TASK GOAL> Which lines below contain "booth"? Pull them out.

[SUPPLIED DATA — start]

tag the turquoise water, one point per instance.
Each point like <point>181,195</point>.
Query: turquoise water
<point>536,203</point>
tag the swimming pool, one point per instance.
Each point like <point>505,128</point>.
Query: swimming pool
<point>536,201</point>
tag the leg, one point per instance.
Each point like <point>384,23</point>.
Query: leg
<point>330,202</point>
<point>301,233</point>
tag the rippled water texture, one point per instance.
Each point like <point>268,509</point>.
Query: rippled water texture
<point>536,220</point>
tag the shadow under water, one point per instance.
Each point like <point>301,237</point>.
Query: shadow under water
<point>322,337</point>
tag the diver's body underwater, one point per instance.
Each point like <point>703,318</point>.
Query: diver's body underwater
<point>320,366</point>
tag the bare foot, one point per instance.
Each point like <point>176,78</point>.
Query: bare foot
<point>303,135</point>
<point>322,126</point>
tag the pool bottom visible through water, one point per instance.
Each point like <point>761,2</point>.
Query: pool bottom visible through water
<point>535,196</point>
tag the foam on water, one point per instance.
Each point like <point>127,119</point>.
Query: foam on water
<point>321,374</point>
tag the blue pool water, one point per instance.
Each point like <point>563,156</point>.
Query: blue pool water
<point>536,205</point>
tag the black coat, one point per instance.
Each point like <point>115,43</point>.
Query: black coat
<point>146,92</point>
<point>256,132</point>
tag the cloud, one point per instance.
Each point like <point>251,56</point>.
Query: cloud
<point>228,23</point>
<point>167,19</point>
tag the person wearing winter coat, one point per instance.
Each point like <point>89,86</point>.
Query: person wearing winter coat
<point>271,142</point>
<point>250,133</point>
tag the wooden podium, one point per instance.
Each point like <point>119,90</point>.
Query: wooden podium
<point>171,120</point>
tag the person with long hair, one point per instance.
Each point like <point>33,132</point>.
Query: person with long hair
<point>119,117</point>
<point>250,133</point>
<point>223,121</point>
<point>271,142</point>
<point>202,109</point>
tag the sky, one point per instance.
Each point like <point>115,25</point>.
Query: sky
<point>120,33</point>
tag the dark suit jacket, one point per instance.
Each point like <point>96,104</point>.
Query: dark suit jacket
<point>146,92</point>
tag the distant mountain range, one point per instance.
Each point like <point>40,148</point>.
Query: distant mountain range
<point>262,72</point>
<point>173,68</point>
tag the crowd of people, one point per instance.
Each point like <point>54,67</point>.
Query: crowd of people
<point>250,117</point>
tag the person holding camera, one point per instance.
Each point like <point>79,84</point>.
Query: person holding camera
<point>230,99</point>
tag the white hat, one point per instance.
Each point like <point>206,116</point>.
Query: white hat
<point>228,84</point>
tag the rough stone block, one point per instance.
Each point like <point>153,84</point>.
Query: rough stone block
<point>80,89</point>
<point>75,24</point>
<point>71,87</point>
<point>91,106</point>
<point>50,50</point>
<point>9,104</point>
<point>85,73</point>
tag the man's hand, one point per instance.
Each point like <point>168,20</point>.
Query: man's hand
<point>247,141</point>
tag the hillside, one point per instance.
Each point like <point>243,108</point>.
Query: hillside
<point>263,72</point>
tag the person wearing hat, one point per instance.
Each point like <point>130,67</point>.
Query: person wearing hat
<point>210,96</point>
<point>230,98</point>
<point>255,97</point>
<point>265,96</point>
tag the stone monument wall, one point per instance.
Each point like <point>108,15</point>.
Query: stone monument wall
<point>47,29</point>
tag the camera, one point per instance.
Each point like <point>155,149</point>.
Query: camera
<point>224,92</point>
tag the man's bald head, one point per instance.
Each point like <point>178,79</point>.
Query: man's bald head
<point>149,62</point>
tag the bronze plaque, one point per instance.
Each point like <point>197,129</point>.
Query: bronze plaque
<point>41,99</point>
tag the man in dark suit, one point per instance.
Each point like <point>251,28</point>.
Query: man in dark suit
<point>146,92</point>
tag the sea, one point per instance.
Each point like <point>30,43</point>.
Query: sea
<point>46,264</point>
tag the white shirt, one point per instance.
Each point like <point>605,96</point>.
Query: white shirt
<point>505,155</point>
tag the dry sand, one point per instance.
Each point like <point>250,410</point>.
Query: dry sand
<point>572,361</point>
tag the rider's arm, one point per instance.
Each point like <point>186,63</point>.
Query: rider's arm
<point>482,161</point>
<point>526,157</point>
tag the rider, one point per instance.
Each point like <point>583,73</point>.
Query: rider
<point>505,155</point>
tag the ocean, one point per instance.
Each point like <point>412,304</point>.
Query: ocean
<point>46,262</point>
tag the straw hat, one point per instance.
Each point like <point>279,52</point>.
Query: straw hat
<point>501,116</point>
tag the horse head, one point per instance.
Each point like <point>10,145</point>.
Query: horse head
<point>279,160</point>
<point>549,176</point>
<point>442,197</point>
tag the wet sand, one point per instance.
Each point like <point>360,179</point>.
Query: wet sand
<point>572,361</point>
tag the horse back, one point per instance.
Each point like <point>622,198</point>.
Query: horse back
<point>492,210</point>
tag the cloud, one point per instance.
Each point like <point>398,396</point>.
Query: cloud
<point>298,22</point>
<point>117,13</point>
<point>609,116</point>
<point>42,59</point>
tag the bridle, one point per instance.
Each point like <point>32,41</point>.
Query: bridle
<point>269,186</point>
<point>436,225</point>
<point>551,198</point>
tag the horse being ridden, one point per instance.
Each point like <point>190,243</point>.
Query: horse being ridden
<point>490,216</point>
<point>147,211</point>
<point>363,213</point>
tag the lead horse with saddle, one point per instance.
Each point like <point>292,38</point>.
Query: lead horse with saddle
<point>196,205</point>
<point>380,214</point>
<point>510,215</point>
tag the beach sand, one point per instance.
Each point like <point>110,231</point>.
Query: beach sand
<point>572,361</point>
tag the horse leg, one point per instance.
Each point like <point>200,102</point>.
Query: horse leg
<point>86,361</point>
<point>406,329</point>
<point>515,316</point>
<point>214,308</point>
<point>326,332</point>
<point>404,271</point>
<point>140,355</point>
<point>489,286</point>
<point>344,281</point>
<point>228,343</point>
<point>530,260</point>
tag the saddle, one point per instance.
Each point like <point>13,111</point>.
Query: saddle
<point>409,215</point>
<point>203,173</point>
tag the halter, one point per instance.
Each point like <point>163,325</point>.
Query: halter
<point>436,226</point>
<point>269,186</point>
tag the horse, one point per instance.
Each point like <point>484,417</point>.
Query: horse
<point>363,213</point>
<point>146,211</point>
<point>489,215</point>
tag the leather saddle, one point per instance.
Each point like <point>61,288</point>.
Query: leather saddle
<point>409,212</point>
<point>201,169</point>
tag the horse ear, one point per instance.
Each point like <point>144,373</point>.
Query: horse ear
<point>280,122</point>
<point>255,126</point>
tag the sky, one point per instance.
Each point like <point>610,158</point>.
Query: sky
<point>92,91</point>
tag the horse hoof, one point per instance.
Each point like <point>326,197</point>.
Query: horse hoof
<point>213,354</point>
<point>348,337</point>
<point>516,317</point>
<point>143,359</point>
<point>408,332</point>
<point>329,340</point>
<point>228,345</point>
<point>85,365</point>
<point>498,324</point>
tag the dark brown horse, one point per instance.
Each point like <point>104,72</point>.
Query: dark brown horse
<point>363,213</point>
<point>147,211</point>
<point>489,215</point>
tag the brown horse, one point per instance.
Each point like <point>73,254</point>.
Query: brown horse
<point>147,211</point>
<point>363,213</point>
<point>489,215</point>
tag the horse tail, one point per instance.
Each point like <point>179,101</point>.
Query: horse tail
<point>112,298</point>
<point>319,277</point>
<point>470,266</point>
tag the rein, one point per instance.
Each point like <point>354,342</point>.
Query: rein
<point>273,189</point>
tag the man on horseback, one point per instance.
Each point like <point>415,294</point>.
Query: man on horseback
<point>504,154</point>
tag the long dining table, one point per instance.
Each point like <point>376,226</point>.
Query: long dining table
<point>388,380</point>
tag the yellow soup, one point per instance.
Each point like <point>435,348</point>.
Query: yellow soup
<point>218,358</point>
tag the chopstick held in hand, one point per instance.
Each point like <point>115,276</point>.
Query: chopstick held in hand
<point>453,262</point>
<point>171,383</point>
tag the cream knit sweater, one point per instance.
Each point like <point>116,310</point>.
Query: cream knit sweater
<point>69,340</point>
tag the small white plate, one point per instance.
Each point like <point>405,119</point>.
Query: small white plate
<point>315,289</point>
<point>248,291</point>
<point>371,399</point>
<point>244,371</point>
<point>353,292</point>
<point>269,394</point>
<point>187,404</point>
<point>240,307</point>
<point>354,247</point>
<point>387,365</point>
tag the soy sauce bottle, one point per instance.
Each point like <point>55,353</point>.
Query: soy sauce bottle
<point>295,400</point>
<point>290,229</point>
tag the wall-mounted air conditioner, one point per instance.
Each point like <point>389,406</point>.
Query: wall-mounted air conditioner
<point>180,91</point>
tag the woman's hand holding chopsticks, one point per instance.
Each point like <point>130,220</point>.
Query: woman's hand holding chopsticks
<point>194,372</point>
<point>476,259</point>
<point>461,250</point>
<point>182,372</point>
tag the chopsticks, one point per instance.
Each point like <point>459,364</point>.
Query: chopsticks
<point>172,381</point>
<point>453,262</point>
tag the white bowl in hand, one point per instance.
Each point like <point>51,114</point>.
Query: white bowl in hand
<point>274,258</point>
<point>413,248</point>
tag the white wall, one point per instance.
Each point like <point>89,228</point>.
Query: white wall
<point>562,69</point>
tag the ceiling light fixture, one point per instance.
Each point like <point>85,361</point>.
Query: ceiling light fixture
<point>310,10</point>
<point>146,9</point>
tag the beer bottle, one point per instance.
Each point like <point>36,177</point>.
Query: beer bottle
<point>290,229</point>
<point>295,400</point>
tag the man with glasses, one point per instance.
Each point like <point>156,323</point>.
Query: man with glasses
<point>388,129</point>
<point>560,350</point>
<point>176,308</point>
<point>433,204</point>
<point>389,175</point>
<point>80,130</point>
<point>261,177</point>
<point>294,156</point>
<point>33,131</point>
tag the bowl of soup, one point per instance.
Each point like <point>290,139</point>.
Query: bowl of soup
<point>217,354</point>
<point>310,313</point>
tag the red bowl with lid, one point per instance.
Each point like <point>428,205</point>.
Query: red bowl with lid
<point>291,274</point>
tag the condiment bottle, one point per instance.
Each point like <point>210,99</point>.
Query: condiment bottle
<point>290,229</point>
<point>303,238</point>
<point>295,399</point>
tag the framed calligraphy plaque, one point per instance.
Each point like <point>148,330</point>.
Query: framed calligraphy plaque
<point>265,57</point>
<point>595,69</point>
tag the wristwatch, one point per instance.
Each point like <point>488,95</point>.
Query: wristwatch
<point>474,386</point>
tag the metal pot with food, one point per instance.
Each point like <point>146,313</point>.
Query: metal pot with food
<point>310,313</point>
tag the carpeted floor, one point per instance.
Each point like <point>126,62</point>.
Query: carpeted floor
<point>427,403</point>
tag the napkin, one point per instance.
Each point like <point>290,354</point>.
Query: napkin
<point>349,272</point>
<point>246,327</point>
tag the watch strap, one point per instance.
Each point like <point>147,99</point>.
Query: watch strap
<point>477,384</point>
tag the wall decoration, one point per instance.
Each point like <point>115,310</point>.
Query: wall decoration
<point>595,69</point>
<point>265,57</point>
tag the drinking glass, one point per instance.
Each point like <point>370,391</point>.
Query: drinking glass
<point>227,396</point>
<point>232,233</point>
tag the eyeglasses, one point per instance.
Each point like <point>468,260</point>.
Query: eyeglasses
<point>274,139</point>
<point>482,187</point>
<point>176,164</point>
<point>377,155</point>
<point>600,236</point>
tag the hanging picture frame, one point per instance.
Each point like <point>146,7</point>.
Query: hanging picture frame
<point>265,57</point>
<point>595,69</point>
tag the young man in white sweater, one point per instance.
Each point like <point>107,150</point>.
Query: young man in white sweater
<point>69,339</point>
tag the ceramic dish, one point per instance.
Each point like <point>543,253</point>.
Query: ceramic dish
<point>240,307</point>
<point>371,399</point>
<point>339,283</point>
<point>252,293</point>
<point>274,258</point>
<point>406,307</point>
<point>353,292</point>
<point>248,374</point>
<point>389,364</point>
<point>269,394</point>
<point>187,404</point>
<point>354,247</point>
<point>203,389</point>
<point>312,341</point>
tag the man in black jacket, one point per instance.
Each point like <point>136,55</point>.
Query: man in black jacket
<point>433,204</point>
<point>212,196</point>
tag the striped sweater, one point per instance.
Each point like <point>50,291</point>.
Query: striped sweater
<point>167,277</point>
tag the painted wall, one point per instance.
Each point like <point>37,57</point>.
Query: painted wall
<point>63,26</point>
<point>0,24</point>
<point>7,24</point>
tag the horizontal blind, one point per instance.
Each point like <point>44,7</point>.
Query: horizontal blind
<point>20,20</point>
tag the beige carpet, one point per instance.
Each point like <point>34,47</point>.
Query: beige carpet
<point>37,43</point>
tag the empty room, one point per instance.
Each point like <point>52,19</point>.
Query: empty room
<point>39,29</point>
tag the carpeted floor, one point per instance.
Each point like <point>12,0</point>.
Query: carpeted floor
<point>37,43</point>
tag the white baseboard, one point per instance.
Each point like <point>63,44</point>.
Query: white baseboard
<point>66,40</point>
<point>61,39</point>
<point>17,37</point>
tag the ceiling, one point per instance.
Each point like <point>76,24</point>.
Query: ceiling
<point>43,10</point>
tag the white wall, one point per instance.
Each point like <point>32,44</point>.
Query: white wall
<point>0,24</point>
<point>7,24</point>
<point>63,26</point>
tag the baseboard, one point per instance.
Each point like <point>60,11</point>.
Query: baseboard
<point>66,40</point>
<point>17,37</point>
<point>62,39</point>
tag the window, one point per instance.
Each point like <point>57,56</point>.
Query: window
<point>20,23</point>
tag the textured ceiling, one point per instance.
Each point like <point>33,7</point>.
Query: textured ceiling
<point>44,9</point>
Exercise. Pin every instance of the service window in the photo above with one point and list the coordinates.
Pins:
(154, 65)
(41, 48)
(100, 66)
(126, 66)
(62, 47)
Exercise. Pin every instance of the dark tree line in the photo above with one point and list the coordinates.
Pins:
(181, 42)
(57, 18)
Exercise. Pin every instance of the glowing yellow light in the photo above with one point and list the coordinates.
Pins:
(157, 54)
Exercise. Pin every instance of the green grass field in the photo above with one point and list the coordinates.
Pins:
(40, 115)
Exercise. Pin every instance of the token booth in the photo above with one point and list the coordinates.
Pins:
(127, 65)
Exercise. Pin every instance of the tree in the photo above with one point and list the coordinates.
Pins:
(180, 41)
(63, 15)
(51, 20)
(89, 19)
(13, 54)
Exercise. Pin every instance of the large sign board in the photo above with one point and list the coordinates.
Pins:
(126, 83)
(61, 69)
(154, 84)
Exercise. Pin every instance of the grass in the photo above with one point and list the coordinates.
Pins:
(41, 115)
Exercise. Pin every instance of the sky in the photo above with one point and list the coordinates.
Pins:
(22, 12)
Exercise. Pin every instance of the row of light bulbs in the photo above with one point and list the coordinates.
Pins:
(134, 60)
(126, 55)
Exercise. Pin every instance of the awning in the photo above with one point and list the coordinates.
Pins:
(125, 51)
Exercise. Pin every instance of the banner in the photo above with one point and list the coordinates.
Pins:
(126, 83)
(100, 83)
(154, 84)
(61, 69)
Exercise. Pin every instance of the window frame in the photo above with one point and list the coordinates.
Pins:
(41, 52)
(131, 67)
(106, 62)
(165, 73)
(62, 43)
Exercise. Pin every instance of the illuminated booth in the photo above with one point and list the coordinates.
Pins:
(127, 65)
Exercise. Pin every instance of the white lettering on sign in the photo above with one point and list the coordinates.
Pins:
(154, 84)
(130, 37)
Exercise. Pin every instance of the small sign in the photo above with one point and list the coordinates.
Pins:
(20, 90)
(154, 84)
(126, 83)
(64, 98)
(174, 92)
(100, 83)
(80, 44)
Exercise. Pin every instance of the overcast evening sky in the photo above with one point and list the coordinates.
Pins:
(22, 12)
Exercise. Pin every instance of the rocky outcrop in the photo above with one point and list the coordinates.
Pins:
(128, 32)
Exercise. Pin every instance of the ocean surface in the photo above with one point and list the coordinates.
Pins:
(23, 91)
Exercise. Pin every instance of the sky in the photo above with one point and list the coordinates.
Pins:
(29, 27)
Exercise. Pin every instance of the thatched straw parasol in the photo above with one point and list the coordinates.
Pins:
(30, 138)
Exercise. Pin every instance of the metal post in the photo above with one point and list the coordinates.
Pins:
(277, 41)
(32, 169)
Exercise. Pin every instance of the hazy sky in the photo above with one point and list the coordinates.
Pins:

[SUPPLIED DATA — finish]

ANSWER TO THE PROBLEM>
Exercise. Pin every instance of the token booth in the photo above with one point and list the coordinates.
Exercise. Pin every instance of the illuminated booth in the photo above with one point and list the coordinates.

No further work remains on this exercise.